'''
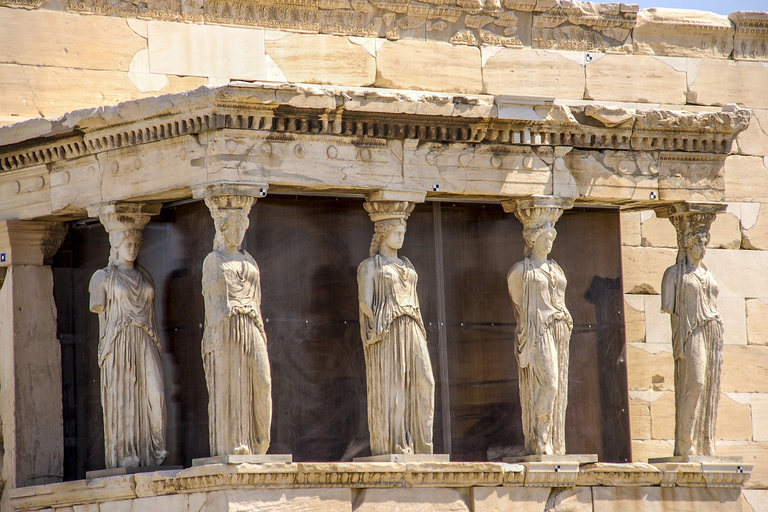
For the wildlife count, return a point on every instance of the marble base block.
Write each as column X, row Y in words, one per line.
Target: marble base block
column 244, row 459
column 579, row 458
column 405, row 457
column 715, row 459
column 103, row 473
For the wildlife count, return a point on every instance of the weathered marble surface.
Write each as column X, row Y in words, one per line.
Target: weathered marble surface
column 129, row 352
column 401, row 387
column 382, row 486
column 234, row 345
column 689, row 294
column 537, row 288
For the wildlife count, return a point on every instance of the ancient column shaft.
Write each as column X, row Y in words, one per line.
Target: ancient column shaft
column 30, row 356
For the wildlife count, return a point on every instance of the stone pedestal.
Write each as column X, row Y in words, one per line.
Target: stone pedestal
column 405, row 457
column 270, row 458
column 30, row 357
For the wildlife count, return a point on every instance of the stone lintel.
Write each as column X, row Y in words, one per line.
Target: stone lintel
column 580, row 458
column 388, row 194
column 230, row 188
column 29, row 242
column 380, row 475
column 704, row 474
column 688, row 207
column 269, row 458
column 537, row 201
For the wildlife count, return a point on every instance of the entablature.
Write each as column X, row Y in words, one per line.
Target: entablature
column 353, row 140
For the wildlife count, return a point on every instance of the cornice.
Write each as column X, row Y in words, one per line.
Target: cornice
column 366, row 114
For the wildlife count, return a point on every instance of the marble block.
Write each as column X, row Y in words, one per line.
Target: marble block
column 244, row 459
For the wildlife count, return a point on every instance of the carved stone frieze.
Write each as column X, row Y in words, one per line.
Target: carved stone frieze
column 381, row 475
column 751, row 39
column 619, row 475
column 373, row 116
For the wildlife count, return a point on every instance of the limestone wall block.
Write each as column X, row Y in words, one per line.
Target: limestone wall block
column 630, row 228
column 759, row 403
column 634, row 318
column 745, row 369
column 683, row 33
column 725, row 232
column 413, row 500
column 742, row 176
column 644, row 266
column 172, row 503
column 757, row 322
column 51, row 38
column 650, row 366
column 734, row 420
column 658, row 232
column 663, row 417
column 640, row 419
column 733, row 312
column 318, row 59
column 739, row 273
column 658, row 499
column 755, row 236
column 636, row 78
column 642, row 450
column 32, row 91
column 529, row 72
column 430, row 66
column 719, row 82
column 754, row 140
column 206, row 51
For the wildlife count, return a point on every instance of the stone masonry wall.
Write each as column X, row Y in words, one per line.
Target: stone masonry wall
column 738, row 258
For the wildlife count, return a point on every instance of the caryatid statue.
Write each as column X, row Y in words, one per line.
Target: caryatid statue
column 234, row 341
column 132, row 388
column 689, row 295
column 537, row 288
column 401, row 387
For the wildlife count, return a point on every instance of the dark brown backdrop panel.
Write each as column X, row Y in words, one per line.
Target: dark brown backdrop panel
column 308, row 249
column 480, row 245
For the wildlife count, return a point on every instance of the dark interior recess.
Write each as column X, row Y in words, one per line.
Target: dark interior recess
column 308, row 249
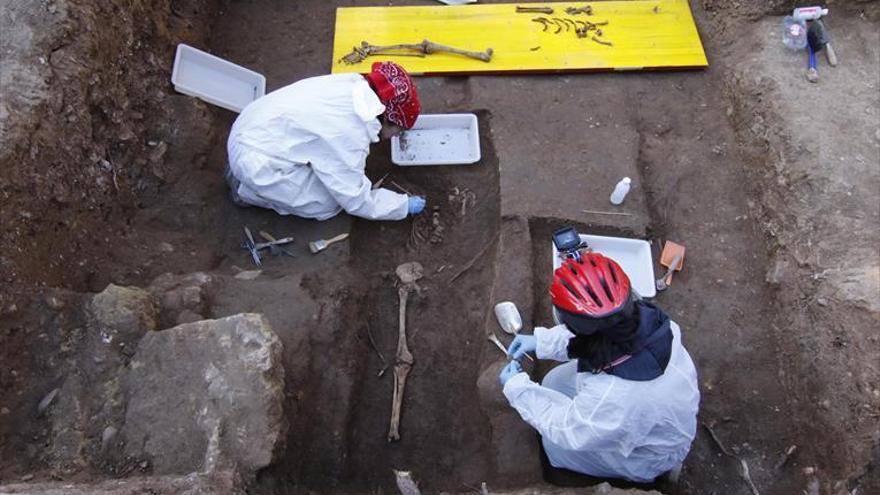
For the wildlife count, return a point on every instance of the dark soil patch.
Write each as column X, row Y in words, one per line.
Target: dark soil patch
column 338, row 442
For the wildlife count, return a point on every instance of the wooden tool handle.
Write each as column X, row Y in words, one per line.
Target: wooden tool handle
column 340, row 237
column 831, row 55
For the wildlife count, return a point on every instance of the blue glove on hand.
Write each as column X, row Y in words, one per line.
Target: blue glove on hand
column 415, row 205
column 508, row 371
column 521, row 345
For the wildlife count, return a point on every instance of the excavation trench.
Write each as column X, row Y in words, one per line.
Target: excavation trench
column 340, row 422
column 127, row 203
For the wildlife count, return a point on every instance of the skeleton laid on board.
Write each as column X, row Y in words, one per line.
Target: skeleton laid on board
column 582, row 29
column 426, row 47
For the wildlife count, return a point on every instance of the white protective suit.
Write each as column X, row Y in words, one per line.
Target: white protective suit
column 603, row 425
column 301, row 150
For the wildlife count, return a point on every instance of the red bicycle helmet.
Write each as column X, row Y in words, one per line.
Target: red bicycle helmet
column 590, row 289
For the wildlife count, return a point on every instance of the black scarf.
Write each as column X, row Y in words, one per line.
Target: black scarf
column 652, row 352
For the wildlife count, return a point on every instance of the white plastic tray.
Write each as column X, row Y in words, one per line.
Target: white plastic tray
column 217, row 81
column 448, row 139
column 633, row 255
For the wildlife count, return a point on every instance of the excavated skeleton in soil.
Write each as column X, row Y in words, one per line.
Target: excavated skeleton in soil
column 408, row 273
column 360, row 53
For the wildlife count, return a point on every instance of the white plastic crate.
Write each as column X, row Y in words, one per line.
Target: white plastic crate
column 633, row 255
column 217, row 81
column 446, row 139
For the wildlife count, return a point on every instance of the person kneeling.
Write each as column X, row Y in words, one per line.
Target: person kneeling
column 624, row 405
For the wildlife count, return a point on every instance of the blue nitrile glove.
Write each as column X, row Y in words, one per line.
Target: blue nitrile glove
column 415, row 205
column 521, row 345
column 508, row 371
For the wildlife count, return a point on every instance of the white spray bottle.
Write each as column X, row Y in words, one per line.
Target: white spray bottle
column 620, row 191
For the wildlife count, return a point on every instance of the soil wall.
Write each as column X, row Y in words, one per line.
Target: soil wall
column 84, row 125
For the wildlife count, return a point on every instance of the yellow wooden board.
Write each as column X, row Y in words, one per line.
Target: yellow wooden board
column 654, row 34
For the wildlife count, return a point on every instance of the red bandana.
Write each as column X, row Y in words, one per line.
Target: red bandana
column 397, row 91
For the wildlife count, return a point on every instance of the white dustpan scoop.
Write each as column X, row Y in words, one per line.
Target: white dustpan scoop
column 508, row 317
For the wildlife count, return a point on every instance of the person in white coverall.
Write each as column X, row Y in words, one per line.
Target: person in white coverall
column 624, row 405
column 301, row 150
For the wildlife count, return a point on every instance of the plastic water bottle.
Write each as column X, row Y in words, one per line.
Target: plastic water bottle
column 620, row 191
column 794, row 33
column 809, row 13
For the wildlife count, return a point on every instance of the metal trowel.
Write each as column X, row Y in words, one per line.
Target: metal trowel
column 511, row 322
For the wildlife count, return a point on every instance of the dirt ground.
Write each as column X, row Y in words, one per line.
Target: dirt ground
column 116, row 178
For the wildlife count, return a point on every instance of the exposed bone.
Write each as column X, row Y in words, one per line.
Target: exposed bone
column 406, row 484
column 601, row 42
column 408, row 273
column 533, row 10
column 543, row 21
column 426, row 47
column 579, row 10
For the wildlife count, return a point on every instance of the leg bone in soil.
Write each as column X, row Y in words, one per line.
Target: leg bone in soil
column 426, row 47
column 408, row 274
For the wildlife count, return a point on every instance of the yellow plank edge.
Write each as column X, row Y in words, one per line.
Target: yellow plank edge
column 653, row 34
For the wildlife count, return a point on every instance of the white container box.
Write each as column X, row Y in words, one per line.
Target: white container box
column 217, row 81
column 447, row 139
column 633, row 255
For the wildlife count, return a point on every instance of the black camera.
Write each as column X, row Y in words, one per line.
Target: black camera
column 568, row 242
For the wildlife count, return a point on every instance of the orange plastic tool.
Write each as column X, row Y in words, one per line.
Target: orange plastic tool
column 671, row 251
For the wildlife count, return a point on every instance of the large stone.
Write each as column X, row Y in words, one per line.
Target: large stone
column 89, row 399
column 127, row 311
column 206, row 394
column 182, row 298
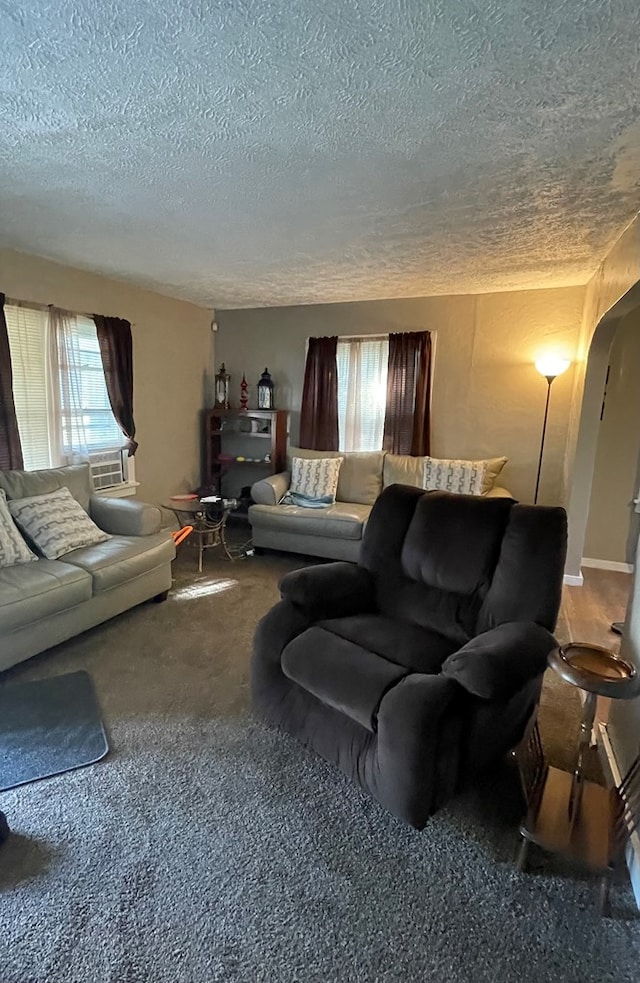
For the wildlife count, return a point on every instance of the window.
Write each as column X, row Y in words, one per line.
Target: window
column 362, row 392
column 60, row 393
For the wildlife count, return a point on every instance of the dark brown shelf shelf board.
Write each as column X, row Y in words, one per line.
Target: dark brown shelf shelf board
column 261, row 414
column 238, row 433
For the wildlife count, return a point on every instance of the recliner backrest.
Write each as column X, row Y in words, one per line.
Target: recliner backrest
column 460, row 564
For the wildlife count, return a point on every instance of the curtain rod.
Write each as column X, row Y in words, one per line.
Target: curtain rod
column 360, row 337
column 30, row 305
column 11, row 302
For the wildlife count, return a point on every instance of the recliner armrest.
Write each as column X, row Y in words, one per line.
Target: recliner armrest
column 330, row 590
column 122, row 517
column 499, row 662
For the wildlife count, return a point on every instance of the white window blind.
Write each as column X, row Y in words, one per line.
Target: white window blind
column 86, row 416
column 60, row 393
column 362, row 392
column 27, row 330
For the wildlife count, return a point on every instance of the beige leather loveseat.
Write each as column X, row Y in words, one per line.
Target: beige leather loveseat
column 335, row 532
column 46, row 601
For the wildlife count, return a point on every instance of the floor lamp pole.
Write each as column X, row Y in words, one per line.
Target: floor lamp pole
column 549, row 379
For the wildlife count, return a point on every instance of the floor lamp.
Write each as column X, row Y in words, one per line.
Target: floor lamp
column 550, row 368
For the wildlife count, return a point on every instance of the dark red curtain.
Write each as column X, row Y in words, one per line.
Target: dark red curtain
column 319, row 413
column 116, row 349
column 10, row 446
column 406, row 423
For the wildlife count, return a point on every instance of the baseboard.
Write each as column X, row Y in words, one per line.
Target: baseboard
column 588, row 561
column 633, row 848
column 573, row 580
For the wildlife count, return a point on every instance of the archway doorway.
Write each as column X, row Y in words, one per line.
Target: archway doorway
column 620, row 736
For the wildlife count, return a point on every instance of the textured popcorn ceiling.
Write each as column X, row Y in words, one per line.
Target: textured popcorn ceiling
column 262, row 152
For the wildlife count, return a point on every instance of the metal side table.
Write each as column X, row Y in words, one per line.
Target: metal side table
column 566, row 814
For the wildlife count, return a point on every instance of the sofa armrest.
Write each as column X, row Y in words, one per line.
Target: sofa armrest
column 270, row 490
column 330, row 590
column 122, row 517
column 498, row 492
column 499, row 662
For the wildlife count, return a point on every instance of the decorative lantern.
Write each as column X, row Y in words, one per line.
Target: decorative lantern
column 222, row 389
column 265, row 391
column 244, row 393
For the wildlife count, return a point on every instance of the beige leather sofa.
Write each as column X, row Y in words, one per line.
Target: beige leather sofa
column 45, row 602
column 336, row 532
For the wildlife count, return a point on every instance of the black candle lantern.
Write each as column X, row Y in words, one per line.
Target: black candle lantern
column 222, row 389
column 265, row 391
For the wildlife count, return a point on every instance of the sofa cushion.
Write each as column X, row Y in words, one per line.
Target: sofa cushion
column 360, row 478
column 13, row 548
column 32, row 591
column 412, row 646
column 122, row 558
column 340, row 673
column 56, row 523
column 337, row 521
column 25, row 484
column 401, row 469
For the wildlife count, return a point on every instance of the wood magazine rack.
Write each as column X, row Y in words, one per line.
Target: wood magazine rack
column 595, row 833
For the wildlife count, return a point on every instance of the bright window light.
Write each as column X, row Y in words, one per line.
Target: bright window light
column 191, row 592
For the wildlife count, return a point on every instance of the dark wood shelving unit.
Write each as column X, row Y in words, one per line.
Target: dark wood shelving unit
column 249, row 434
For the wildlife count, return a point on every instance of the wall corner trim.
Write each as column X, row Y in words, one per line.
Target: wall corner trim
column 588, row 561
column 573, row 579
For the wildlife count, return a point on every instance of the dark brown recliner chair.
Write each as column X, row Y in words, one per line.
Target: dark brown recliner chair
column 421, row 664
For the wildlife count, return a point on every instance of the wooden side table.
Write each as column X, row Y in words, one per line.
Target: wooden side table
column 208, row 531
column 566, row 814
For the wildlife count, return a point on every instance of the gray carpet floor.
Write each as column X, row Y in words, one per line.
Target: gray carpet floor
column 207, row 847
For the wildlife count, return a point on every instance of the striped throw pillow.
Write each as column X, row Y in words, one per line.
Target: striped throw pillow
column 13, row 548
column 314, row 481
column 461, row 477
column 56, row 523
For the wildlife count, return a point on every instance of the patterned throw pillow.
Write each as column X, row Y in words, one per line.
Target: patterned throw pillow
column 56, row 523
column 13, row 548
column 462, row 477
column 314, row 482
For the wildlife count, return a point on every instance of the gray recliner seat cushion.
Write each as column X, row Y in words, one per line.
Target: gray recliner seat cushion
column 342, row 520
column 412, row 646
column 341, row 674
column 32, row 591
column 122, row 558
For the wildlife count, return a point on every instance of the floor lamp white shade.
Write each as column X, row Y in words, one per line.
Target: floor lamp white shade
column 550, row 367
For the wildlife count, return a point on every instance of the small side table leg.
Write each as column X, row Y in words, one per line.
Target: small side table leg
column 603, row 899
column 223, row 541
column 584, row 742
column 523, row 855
'''
> **Exercise task**: Copy the entries above word for word, from the line with "of the cornice." to the line with "column 366, row 114", including both of those lines.

> **Response to this task**:
For the wildlife count, return a point on every instance of the cornice.
Write each as column X, row Y in words, one per line.
Target: cornice
column 366, row 114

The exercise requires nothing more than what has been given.